— PASSAGE FOR REVIEW —
== == ==

On January 21st, the American journalist, Michael Sean Winters, writing in the National Catholic Reporter, characterized the new Catholic president and the US Catholic divided house this way: “Biden did more in 24 hours to remind the American people that the Catholic Church can be a force for good in our country than the bishops’ conference has done in 10 years. His memorial service for COVID-19 victims was more pastoral than their repugnant statement. Biden’s inaugural address was a better articulation of Catholic ideas about governance than any recent document from the conference. He cited Augustine to help unite our brutally divided country. They turn to citations that exacerbate the divide. Biden has allowed himself to be enriched by the faith of others, Catholic and non-Catholic. Gomez seems stuck in his Opus Dei playbook.”
Since the late 1970s, in fact, conservative US Catholics and evangelicals have been allies in the “culture war” that has shaped US partisan politics. This has been due in no small part to the conservative “reform of the reform” of the Second Vatican Council undertaken by popes John Paul II and Benedict XVI, and the bishops they appointed to make it happen.

== == ==

— INFORMATION PROVIDED —
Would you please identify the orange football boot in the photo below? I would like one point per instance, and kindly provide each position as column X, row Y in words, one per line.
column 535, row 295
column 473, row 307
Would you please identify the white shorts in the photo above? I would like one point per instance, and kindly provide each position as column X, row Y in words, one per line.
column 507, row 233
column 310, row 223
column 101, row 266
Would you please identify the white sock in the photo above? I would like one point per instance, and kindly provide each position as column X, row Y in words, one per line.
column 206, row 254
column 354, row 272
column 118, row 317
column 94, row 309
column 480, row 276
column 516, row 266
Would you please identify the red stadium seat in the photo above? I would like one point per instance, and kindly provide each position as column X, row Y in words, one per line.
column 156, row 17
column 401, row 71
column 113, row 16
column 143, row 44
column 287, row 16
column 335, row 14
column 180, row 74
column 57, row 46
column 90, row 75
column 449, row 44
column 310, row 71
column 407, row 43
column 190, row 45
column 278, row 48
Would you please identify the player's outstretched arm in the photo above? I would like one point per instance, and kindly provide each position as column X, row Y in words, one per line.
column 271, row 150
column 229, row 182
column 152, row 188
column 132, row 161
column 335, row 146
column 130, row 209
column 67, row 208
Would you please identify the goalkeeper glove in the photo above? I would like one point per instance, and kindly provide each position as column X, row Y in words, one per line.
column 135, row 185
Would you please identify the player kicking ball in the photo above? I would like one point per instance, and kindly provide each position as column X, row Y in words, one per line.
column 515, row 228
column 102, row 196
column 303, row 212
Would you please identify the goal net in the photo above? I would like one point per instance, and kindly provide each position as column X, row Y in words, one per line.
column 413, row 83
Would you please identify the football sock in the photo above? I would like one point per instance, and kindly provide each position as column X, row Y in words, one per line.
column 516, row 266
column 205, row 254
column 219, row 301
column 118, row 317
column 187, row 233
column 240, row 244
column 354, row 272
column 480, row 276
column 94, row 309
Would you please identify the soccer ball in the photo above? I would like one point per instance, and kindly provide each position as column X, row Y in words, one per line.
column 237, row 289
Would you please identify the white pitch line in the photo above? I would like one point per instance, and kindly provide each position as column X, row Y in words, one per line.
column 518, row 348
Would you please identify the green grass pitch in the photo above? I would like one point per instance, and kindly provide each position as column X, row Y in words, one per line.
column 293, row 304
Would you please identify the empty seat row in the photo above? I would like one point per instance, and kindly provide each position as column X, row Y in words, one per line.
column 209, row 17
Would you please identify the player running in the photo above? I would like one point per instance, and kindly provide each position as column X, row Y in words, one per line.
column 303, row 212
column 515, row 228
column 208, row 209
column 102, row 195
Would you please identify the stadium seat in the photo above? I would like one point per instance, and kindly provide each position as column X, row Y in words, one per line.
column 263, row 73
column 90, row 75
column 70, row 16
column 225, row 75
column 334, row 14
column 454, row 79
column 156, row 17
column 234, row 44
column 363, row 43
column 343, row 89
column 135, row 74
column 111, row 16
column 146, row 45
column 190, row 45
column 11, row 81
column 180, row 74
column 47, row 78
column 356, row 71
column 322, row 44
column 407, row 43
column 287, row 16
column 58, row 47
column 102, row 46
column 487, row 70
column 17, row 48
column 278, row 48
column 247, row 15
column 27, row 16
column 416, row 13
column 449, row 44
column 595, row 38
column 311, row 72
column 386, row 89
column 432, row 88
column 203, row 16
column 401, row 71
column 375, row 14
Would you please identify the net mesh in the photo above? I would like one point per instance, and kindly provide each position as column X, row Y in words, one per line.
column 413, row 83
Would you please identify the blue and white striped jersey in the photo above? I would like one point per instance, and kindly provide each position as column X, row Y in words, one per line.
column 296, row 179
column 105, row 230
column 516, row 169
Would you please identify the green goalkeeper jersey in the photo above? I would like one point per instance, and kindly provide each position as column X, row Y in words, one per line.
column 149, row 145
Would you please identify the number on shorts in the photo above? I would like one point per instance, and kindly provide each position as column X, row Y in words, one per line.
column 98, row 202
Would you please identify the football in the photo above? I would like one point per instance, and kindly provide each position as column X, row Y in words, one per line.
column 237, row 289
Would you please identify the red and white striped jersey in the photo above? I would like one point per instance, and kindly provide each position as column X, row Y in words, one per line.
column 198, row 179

== == ==

— TASK TO COMPLETE —
Write out the passage about Biden and the US Catholic bishops from "Since the late" to "make it happen.", word for word. Nothing in the material is needed for this.

— YOUR RESPONSE —
Since the late 1970s, in fact, conservative US Catholics and evangelicals have been allies in the “culture war” that has shaped US partisan politics. This has been due in no small part to the conservative “reform of the reform” of the Second Vatican Council undertaken by popes John Paul II and Benedict XVI, and the bishops they appointed to make it happen.